**Document extract:**
····················

Is “Kingsman: The Golden Circle” as good as “Kingsman: The Secret Service?” No. Should you be upset by that? Also, no. The point of the “Kingsman” franchise isn’t to be objectively good, but rather dumb, exaggerated fun that brings a talented cast together for a ridiculous, R-rated action-fest. A lot of people have criticized this sequel thus far for being too much in a single film, and while I can agree that development of some of the newer characters could’ve been more fleshed out, I think beyond that, this sort of extra-ness is exactly what the “Kingsman” series needs to be. What needs to not be done is the senseless writing off of many characters and settings for the servicing of a temporary plot point. This ruins much of the potential that comes with a lot of these enigmatic, likable characters, and I want to see them continue to entertain. If you’re a fan of the original “Kingsman: The Secret Service,” then I can’t see you actively disliking “Kingsman: The Golden Circle.” That initial sense of wonder and disbelief of how crazy this series is has worn off from the first film, but for a sequel to push the boundaries of what’s considered crazy is admirable in itself, even with its flaws. Flaws, schmaws, I had fun, you’ll have fun and that’s all that matters.

····················

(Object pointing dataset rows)
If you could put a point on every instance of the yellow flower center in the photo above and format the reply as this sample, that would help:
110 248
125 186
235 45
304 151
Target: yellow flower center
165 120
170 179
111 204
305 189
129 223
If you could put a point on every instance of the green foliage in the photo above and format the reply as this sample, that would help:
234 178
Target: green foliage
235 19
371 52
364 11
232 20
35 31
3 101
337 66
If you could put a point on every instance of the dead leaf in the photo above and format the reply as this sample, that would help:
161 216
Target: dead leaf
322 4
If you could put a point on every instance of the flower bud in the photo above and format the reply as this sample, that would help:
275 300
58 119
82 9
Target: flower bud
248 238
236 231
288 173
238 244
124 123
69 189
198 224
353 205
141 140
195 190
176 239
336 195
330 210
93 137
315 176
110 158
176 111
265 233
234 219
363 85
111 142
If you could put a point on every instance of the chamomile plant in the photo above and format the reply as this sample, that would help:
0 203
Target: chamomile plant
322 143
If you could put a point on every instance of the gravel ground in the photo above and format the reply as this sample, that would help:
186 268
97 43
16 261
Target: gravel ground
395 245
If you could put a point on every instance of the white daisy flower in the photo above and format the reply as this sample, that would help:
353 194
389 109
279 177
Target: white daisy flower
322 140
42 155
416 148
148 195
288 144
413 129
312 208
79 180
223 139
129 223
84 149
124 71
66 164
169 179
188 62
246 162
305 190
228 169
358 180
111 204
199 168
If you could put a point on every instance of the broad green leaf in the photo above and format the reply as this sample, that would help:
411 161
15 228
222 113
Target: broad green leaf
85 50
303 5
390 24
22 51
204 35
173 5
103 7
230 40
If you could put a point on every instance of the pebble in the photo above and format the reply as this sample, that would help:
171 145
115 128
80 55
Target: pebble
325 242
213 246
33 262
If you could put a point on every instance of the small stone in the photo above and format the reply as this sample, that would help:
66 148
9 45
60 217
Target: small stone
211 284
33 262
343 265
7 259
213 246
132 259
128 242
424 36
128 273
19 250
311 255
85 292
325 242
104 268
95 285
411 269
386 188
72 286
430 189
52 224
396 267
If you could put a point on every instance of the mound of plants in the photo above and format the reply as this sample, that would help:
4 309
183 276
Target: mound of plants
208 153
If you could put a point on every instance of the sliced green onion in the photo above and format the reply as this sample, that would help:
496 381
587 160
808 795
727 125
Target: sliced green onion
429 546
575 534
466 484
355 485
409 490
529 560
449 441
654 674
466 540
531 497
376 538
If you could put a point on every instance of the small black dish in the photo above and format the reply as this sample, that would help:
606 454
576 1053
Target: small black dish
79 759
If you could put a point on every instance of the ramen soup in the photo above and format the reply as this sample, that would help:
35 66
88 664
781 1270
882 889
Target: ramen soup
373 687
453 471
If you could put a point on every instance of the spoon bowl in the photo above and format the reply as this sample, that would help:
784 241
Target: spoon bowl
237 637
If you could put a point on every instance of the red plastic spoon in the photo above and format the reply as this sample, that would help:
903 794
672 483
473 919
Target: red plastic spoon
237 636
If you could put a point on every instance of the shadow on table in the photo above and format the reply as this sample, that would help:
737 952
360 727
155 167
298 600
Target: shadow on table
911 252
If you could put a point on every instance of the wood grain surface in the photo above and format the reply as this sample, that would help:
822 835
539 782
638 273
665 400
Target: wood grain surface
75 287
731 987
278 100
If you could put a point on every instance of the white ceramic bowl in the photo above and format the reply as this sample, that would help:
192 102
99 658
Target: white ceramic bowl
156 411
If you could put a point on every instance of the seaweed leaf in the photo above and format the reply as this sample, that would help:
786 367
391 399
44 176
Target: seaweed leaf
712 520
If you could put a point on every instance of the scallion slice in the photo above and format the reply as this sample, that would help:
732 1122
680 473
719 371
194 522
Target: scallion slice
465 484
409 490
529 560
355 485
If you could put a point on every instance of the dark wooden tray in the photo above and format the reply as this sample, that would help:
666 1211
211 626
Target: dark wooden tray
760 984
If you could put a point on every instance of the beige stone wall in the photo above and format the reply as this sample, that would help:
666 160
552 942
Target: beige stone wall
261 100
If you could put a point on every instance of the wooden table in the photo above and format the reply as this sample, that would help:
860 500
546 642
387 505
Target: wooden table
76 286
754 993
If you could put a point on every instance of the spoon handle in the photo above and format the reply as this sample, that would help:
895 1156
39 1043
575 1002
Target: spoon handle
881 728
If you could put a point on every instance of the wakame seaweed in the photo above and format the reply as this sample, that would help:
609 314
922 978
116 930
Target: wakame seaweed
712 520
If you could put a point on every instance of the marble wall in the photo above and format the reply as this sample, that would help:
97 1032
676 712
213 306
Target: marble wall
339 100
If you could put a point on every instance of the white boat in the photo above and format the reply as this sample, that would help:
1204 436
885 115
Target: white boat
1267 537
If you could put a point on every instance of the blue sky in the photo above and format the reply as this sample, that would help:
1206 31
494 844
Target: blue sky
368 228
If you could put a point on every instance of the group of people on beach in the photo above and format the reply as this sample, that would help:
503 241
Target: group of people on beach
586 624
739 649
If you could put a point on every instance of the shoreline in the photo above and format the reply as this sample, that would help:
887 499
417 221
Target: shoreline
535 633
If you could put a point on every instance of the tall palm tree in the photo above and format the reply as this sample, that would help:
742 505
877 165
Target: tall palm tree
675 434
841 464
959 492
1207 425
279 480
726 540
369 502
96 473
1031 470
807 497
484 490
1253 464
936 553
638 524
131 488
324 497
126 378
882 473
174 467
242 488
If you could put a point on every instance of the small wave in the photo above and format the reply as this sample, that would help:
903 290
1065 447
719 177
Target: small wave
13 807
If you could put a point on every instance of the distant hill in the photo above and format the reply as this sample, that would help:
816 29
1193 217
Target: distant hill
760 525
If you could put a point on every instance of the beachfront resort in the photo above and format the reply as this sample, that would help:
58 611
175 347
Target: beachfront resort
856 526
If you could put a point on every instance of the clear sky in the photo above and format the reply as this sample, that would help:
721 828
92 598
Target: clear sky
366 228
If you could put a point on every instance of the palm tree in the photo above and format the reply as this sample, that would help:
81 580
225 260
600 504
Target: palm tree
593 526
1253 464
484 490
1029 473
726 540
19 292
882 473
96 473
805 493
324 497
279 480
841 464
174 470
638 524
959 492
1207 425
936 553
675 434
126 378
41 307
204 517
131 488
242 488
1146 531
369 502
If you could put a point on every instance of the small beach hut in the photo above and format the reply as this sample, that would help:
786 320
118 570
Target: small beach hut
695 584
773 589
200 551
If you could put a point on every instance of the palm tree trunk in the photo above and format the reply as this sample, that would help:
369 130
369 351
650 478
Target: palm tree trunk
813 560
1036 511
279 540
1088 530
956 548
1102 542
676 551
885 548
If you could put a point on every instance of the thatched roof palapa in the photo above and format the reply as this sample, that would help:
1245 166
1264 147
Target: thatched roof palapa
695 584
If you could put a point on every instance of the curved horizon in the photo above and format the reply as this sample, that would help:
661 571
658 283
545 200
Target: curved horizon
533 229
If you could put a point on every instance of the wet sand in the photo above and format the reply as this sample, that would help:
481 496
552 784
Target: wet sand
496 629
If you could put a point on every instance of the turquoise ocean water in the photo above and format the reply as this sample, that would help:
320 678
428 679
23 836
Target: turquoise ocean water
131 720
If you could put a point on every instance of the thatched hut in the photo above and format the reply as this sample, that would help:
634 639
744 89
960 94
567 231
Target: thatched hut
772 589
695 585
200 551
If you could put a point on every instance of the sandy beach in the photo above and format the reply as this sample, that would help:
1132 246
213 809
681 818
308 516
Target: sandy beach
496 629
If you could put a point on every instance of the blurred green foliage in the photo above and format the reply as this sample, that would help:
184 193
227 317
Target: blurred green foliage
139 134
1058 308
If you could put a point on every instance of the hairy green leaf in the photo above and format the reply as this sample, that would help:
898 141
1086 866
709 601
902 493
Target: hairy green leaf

····················

**The tasks:**
A - Rewrite the paragraph of the Kingsman review that begins "Is “Kingsman: The Golden Circle” as good as" as a short bulleted list that keeps its main points.
B - From the Kingsman review, list every weakness the reviewer admits about the sequel.
C - Continue the Kingsman review from its last sentence.
The data above is separate from the Kingsman review.

**Expected answers:**
A -
- "Kingsman: The Golden Circle" is not as good as "Kingsman: The Secret Service," but that shouldn't upset anyone.
- The franchise aims to be dumb, exaggerated, R-rated action fun with a talented cast, not to be objectively good.
- Many people call the sequel too much for one film. The reviewer agrees some newer characters needed more development but thinks this excess is what the series should be.
- The real problem is writing off many characters and settings for a temporary plot point, which wastes likable characters the reviewer wants to see again.
- Fans of the first film probably won't dislike the sequel. The first film's sense of wonder has worn off, but pushing the limits of craziness is admirable despite the flaws.
- The reviewer had fun and expects viewers will too.

B -
- Some of the newer characters could have been developed more fully.
- Many characters and settings are senselessly written off to serve a temporary plot point.
- The initial sense of wonder and disbelief at how crazy the series is has worn off since the first film.

C -
Photo courtesy of 20th Century Fox

Directed by: Matthew Vaughn
Starring: Colin Firth, Julianne Moore, Taron Egerton, Mark Strong, Halle Berry, Pedro Pascal, with Elton John, and Channing Tatum, and Jeff Bridges.
Runtime: 141 minutes.
Rating: R for sequences of strong violence, drug content, language throughout and some sexual material.
Also available in IMAX and Dolby Cinema.

Twentieth Century Fox presents, in association with Marv, a Cloudy production, a film by Matthew Vaughn, “Kingsman: The Golden Circle”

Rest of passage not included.